Explore the material -
**A)** Transcribe a passage from the review of American Reckoning below, beginning at the words "Time proved him" and stopping after the words "was in remission.".
**B)** In the review of American Reckoning below, at which university is Christian Appy a historian?
**C)** Write the next part of the review of American Reckoning below, picking up right after its last sentence.

Document excerpt -
Posted: May 29, 2015
A review of American Reckoning: The Vietnam War and Our National Identity, by Christian G. Appy
n the day after the United States won the Gulf War in 1991, with the desert highway north of Kuwait City still strewn with charred Iraqi tanks, George H.W. Bush addressed a group of young visitors. “It’s a proud day for America,” the president said. “And, by God, we’ve kicked the Vietnam syndrome once and for all.” He was referring to a problem that had embarrassed the country since it fled Vietnam in defeat and disgrace almost two decades earlier. America claimed a role as the world’s leading democracy that required it to throw its weight around militarily. Yet in the wake of Vietnam, its democratic electorate—diffident, skeptical and repentant—refused to authorize such a role. That problem, Bush was saying, was solved.
Time proved him wrong. The president’s own son and successor, George W. Bush, launched a second war in Iraq a dozen years later that would come to resemble Vietnam in certain respects—its political utopianism, its strategic misjudgment, its ultimate failure. As all wars do, the younger Bush’s recast our understanding of previous engagements. The Gulf War, which in 1991 looked like a victory, now looks like a false augury in another defeat. The Vietnam syndrome was never really cured. It was in remission.
The shadow Vietnam casts over Americans’ sense of themselves is the subject of Christian Appy’s American Reckoning. In earlier books, Appy, a historian at the University of Massachusetts, has described the Vietnam war from several angles—Cold War ideology, the class aspects of the military conscription system, the memories of combatants on both sides. Now, he takes a moral perspective. For two-thirds of the book, he describes what America did wrong in Vietnam, in both senses of the word “wrong.” He then laments our culture’s response to the war, a response he believes has been marked more by self-pity than by self-examination. Appy wishes we could come to a different understanding of Vietnam. For reasons both good and bad, we cannot.

Data for review -

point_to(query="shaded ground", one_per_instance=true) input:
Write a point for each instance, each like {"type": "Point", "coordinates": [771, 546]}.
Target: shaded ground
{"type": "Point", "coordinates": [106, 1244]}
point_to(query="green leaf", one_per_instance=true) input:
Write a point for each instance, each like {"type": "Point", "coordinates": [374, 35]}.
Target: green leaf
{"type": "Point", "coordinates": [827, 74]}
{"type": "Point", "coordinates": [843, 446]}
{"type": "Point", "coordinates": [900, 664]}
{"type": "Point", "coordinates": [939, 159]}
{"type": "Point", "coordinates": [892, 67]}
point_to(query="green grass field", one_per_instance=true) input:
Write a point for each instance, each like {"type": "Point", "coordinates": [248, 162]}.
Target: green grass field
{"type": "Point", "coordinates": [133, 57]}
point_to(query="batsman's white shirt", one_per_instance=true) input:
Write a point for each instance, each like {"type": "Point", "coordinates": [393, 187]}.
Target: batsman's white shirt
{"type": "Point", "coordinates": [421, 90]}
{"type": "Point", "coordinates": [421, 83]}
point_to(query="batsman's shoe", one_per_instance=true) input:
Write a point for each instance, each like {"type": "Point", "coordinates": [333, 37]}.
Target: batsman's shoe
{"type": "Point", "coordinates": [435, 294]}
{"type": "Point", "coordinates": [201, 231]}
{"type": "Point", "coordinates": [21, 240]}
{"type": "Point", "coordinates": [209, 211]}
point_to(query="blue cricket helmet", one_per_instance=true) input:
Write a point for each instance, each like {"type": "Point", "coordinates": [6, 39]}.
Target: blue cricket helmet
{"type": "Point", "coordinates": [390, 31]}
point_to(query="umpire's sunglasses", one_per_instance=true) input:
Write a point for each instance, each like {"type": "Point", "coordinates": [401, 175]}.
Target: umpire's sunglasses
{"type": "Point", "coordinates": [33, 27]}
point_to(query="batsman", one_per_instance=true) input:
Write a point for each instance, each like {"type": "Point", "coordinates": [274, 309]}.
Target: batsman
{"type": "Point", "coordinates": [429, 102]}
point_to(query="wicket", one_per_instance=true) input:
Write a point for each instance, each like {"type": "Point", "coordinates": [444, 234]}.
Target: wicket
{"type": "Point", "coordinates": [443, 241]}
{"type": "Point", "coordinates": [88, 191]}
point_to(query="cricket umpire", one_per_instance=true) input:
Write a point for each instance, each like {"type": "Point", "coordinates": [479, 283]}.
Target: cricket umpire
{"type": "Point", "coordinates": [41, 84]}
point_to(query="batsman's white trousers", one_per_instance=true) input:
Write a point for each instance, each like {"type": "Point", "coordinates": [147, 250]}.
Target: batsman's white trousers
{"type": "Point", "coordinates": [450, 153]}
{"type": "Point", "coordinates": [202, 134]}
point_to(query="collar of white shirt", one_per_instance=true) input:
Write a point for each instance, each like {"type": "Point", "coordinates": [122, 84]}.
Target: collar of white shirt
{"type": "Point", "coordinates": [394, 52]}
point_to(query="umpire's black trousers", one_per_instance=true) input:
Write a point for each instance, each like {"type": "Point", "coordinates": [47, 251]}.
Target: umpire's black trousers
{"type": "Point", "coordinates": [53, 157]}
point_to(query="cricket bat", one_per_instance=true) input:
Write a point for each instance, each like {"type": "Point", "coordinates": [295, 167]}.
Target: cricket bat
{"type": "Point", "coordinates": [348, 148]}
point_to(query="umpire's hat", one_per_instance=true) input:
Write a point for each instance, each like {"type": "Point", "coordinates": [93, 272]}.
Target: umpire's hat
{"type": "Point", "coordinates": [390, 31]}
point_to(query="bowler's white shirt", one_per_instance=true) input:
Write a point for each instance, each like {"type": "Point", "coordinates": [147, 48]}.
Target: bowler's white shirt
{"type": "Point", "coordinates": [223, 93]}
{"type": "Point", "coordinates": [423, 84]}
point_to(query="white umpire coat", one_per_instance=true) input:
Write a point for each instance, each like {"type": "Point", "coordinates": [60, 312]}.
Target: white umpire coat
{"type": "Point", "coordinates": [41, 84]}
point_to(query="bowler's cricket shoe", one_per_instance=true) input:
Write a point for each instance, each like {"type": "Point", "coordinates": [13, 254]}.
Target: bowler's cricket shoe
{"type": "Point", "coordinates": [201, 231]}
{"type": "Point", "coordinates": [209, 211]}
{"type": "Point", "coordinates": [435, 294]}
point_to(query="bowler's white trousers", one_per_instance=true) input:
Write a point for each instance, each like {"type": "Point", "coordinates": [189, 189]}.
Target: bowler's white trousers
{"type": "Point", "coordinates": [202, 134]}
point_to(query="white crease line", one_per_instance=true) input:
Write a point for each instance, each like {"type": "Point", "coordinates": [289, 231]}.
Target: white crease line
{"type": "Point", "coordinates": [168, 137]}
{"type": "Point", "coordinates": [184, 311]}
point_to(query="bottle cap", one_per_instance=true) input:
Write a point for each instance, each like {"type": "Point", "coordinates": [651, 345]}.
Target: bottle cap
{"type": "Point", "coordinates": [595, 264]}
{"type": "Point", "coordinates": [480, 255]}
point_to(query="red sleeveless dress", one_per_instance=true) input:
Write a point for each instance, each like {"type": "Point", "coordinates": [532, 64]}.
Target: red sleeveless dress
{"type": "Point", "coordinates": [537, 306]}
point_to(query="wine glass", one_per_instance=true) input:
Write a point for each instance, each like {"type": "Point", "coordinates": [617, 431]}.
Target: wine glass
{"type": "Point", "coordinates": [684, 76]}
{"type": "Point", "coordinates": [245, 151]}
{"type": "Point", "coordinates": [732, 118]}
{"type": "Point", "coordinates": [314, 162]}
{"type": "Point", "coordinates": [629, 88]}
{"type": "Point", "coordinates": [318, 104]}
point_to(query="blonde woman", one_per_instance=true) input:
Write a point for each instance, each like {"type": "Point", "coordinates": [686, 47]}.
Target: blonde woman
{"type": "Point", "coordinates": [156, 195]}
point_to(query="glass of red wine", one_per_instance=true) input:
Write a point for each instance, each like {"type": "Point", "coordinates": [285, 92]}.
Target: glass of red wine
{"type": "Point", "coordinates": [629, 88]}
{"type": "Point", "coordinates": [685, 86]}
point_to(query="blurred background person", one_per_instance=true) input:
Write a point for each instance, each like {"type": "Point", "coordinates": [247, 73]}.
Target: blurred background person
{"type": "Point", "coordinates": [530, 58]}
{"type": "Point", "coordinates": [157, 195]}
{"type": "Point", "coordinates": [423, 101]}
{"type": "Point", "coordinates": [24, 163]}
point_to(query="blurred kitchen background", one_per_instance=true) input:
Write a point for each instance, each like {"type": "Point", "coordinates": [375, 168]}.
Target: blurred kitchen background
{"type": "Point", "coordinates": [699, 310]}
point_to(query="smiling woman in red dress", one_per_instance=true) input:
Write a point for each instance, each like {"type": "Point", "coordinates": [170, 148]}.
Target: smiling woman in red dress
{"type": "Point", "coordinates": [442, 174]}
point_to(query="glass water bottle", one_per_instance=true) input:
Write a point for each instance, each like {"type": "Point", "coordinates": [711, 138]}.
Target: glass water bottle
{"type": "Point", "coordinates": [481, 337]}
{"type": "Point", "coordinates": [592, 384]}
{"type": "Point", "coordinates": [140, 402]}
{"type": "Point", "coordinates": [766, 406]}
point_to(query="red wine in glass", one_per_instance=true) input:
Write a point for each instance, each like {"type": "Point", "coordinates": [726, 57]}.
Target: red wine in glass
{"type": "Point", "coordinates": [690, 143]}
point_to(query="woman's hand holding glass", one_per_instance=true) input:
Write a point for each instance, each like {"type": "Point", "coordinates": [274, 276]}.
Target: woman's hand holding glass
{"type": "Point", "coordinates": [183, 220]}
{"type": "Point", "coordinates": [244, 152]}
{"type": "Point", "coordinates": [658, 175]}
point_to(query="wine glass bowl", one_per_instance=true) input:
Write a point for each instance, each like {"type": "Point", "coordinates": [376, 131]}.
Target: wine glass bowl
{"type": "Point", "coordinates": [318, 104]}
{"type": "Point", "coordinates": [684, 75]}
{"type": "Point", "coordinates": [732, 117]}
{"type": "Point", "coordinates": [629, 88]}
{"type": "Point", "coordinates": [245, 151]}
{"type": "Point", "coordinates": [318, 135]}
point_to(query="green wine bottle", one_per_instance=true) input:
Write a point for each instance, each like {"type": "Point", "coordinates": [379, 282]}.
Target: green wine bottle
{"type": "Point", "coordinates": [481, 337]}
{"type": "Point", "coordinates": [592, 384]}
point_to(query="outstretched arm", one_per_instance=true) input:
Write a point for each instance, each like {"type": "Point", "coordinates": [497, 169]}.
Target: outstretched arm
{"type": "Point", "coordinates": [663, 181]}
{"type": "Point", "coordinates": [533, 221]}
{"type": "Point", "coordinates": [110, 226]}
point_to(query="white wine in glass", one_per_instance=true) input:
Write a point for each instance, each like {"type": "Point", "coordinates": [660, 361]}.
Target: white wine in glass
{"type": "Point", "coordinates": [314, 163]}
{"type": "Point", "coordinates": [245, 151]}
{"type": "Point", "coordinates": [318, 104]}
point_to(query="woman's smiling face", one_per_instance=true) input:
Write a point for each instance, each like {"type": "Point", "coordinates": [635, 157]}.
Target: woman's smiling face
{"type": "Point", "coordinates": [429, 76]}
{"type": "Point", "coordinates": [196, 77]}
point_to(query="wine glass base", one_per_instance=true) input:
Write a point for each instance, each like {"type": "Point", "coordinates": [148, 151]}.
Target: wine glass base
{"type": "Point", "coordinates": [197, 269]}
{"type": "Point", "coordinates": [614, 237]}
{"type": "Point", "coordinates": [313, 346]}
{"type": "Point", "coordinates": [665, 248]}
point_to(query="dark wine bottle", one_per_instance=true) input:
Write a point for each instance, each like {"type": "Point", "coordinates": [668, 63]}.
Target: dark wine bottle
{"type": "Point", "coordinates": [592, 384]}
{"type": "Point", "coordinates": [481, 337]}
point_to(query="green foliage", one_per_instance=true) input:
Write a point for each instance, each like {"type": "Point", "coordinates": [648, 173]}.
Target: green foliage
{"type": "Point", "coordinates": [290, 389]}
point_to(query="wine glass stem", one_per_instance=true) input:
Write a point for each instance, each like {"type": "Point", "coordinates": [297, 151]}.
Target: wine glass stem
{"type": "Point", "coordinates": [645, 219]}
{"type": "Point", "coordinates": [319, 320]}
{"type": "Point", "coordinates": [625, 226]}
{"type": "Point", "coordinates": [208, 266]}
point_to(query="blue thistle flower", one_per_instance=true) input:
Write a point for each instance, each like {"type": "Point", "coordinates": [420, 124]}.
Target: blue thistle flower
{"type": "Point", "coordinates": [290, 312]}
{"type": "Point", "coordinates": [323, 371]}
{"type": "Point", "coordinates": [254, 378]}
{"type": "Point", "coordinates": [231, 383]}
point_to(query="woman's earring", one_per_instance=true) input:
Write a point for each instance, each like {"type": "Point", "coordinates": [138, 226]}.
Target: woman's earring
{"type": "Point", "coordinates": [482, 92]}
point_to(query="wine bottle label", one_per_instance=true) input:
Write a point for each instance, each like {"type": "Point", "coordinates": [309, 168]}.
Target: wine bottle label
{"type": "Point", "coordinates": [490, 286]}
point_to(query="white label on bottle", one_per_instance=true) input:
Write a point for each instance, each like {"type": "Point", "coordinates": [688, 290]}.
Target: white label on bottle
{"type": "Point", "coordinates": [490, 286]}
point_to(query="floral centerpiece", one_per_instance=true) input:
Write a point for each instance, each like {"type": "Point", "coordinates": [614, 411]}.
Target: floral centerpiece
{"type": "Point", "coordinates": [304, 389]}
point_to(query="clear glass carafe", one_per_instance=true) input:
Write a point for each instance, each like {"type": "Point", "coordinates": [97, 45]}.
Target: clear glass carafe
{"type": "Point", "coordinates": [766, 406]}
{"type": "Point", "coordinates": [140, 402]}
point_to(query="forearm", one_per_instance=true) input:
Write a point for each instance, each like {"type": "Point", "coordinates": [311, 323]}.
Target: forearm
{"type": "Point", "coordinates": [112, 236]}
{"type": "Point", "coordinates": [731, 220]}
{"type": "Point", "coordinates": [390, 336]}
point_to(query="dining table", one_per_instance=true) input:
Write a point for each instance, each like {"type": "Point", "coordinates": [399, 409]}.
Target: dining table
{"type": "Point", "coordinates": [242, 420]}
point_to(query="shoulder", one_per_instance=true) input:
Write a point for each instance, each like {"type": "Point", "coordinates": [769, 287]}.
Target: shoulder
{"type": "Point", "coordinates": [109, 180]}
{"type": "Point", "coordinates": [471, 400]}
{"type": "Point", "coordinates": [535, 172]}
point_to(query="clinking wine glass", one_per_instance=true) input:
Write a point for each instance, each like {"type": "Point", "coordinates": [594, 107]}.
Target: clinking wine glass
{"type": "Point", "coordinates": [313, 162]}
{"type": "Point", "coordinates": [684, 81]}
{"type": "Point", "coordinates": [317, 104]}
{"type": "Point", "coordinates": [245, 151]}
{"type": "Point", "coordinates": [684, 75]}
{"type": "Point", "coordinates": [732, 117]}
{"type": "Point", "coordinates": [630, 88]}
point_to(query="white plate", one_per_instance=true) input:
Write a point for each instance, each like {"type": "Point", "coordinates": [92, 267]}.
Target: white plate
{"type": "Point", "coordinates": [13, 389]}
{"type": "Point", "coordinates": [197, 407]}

Responses for each task -
**A)**
Time proved him wrong. The president’s own son and successor, George W. Bush, launched a second war in Iraq a dozen years later that would come to resemble Vietnam in certain respects—its political utopianism, its strategic misjudgment, its ultimate failure. As all wars do, the younger Bush’s recast our understanding of previous engagements. The Gulf War, which in 1991 looked like a victory, now looks like a false augury in another defeat. The Vietnam syndrome was never really cured. It was in remission.

**B)** The University of Massachusetts.

**C)**
* * *
The Vietnam war was built on misconceptions. In a sense, it was over before the U.S. entered it. Although the victory of Ho Chi Minh over the French in 1954 led to a U.N. partition, Vietnam was never as divided as it looked. Ho’s Communists would likely have won the national election that the peace accords envisioned, had the U.S. permitted one. Ho drew on broad nationalist and anti-colonial sentiments, however big the eventual role of the Soviet Union in supplying weaponry (especially MiG fighters and anti-aircraft systems) and of China in supplying personnel (including troops after 1965). The South Vietnamese government, by contrast, would have crumbled without U.S. support. Its troops were battle-shy, outnumbered, and outgunned by a domestic (i.e., South Vietnamese) guerrilla insurgency supported by the North, whom Americans (but not the guerrillas themselves) called the Vietcong. Eighty percent of the 5 or 6 million tons of bombs dropped in the war fell on the South, not the North. The United States dropped more bombs on the territory of its putative ally than it had dropped on all its World War II enemies. The guerrillas’ supporters and suppliers in the North were relatively shielded, at least until the Nixon Administration, by Washington’s fear of rousing the North’s Chinese sponsors to intervene directly.
The war had a Through-the-Looking-Glass aspect from the start. Lyndon Johnson got congressional consent to bomb Vietnam during the 1964 presidential campaign, in order to “retaliate” for a naval incident in the Gulf of Tonkin that had been provoked (as Congress would discover only later) by U.S. covert operations. The bombing, rationalized as an alternative to sending ground troops, made ground troops necessary, once the elections were over, in order to protect the perimeter of the airbases from which the bombers left. But then those troops were attacked. The “perimeter” was gradually extended to most of South Vietnam, which became the temporary home of 2.7 million mostly non-college-enrolled American youths. Their matriculating contemporaries pressed the case against the war back home.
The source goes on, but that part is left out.